* [GOAL] Copy every line of the material between the lines holding "Task: locate the purple" and "[(512, 700)]", inclusive, requests and all. In the answers, scale each x and y coordinate by 0.4 and round it to the nearest whole number, halves up.

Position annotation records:
....

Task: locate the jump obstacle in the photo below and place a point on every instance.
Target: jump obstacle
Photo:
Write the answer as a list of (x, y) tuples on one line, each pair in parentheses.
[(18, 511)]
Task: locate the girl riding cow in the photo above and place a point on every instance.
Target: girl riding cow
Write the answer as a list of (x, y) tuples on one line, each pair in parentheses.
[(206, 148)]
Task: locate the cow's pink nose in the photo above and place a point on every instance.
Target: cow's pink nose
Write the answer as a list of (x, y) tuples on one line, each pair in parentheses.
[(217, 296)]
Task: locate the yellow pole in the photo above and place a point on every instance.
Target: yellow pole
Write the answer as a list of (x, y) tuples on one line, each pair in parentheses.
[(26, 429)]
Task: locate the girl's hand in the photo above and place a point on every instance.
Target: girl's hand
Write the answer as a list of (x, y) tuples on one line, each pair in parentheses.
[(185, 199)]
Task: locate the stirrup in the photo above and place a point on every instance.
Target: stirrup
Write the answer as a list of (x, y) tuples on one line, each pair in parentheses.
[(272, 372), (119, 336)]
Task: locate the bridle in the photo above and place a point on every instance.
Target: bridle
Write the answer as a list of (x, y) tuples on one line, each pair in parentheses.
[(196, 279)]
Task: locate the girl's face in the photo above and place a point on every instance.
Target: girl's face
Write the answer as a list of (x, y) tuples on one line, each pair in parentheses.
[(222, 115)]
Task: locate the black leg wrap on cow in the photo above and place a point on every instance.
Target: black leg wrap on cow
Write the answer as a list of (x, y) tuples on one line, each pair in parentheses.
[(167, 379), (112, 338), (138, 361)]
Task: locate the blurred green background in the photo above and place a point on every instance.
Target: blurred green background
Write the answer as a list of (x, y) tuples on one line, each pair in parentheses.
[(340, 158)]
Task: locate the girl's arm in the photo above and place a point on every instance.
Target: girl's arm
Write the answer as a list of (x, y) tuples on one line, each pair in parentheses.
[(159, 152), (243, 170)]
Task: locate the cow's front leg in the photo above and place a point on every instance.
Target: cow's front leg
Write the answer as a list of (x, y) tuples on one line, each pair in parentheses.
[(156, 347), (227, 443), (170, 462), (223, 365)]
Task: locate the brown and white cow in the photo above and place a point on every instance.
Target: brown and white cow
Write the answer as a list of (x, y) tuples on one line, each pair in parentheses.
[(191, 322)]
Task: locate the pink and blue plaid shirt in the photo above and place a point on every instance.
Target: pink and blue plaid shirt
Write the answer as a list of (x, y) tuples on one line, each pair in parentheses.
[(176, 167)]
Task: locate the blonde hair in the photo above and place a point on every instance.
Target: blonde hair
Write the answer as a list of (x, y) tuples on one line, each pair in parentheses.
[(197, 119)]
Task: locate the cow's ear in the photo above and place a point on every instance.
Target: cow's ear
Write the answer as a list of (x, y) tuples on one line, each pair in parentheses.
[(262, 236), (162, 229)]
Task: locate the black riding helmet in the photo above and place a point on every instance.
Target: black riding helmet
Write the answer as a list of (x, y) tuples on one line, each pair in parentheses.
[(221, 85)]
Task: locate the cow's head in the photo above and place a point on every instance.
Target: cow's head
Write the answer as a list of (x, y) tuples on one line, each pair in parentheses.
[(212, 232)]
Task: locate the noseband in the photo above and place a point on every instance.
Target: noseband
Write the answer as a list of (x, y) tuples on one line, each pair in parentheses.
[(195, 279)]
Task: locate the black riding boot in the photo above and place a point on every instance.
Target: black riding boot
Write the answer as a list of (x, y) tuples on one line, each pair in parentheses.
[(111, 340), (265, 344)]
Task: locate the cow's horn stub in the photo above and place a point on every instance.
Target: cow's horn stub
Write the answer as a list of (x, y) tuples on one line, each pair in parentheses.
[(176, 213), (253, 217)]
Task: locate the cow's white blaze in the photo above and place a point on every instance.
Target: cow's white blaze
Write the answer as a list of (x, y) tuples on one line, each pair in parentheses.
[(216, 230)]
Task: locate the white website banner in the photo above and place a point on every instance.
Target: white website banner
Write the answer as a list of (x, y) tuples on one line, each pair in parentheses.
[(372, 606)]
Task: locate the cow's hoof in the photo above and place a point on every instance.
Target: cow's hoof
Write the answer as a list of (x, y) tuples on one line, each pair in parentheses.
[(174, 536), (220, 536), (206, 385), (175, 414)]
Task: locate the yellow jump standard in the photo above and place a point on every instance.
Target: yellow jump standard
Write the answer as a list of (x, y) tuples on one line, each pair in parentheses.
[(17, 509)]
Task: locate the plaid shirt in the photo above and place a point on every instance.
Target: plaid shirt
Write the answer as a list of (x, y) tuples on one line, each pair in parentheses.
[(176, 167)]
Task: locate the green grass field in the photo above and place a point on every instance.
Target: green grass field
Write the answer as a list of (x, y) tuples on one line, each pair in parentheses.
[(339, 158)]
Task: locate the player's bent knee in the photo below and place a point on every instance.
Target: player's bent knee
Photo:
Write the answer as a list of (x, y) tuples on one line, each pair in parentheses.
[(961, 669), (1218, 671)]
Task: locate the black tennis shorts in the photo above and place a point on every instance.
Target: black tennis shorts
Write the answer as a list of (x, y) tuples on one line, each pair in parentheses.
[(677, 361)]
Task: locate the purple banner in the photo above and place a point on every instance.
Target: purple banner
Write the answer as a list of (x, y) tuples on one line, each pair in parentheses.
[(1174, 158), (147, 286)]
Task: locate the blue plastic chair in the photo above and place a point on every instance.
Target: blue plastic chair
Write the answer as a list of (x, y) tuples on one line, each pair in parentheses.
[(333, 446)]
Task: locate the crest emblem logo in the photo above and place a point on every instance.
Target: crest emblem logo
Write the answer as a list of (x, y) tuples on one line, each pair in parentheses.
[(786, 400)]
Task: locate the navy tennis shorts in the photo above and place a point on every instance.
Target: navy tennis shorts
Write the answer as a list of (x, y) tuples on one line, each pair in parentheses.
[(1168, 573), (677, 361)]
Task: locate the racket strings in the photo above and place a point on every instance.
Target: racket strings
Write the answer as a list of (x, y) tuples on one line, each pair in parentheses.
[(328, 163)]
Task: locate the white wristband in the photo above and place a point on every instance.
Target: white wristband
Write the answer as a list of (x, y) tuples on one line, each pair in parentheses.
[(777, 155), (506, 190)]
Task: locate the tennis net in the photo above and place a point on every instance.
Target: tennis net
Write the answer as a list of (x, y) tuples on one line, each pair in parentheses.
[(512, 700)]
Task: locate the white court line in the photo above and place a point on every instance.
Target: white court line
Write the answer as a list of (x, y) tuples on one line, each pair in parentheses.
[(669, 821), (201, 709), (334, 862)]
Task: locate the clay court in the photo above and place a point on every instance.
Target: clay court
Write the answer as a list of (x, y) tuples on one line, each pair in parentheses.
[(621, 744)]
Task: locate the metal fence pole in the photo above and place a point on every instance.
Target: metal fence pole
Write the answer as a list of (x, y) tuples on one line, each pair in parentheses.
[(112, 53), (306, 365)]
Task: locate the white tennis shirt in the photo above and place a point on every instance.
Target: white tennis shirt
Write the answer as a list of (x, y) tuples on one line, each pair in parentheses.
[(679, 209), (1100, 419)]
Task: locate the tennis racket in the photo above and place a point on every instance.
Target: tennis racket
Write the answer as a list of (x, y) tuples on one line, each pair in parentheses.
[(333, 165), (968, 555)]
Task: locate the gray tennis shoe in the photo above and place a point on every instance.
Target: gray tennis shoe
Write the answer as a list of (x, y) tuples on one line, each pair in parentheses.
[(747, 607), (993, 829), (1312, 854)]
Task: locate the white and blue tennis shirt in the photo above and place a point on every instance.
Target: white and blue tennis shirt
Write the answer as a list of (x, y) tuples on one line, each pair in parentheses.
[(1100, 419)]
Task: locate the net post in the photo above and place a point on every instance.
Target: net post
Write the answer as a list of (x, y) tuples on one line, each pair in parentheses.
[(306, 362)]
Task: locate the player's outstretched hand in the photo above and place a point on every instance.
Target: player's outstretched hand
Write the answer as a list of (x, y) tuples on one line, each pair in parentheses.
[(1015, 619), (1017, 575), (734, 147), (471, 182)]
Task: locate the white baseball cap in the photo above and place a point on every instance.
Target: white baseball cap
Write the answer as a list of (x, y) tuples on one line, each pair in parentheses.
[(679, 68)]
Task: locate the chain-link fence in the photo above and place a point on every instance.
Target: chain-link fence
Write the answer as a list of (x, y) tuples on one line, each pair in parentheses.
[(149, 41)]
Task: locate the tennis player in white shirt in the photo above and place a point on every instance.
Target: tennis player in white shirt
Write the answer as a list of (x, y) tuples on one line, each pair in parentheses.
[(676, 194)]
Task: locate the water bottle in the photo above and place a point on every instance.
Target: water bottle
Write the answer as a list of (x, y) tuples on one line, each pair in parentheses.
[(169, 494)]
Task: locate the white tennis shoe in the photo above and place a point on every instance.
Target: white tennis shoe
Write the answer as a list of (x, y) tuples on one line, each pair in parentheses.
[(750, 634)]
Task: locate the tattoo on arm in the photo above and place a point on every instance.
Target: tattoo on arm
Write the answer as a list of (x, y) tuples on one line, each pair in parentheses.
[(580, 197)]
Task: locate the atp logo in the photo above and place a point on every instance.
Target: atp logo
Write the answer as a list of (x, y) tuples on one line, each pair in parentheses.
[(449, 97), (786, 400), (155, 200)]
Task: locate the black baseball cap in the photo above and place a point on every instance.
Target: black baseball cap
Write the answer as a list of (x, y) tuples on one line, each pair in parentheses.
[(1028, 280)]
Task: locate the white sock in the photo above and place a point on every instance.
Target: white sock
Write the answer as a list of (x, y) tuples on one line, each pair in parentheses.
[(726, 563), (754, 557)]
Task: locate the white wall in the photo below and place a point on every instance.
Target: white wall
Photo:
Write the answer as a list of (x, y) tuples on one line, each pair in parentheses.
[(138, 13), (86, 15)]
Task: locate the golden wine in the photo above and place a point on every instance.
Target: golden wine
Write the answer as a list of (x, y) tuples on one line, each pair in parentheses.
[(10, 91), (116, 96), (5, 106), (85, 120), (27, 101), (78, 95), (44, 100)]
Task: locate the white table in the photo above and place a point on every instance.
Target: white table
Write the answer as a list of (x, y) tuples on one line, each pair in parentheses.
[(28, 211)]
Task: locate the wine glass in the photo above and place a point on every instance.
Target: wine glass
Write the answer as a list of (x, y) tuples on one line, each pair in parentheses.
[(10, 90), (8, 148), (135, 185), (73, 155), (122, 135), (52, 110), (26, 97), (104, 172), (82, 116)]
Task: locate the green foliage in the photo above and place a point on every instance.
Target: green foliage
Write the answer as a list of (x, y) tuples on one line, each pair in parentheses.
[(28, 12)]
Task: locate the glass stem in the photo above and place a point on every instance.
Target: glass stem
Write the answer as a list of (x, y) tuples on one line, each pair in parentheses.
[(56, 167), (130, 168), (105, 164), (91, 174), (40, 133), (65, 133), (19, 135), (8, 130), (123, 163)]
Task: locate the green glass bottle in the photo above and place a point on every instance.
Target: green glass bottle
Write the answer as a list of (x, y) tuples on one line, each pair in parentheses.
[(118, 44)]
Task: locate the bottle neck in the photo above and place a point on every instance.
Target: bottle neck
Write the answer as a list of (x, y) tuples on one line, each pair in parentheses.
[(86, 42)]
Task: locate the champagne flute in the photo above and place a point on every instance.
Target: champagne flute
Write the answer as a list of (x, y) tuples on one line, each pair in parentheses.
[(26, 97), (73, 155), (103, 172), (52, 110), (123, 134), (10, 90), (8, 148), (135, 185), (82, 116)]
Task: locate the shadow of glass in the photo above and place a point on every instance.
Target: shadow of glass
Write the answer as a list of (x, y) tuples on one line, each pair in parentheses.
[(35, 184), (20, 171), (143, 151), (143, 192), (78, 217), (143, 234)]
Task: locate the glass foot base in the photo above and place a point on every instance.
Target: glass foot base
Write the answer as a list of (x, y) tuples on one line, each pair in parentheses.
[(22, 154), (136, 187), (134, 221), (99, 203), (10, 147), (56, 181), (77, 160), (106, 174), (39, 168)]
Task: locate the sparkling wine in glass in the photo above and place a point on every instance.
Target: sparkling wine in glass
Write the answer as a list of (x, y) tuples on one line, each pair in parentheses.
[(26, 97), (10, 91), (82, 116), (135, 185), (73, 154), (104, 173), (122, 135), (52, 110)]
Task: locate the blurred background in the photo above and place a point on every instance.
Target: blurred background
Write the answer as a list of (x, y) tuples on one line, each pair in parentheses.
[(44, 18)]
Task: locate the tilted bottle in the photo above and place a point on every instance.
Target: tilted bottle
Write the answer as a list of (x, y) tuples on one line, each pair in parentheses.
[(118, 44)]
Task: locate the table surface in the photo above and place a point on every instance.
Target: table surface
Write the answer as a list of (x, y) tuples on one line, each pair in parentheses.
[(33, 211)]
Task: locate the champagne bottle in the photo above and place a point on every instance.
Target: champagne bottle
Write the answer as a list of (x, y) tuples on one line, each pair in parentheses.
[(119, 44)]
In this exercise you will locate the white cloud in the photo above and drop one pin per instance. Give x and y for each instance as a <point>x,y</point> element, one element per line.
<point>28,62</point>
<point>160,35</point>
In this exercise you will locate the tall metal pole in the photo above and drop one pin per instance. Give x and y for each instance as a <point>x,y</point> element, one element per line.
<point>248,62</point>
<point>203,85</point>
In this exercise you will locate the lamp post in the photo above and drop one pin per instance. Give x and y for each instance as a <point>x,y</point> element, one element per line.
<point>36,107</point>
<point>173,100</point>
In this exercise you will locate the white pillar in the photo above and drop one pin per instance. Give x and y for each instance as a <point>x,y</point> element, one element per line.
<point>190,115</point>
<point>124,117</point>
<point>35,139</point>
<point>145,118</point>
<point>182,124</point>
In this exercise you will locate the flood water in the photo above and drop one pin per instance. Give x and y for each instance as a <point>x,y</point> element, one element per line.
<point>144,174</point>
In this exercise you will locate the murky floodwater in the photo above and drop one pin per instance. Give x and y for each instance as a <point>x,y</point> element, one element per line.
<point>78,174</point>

....

* [EXPECTED ANSWER]
Task: locate the purple banner in the photo above and place a point on every instance.
Target: purple banner
Write the answer as a list of (x, y) tuples on one line, each pair in parentheses.
[(470, 63), (59, 114)]
Task: locate the blue plastic chair in the photo above and place a point on every instance.
Target: blue plastic chair
Write the answer as a list of (x, y) tuples on one line, each pair in parentheses.
[(133, 178)]
Task: locate the crest emblem logo in the photo above and place a point on every instance.
Target: crest emblem logo
Write the answer as a list of (x, y) tuples on one line, each pair in parentheses.
[(314, 160)]
Task: locate the navy tennis shorts in the photo above and place a point on every instance.
Target: navy tennis shorts
Write the answer as a list of (x, y) tuples on one line, each pair in parentheses.
[(467, 229), (271, 144)]
Task: locate the racket strings in the photo above and place a point on every instance.
Target: racket strings
Write the answer as a list of (x, y) tuples on one line, each pair in parentheses.
[(131, 65)]
Task: locate the white wristband in the photo above and place a point on every instance.
Target: white wristband
Write the answer as a list of (x, y) tuples on one line, each pair in parentheses.
[(311, 62), (202, 76)]
Task: locate the tennis net in the photo above and place a point on every instance.
Target: tennis net
Write the answer as a list of (x, y) tuples on one line, each pair in parentheses.
[(205, 280)]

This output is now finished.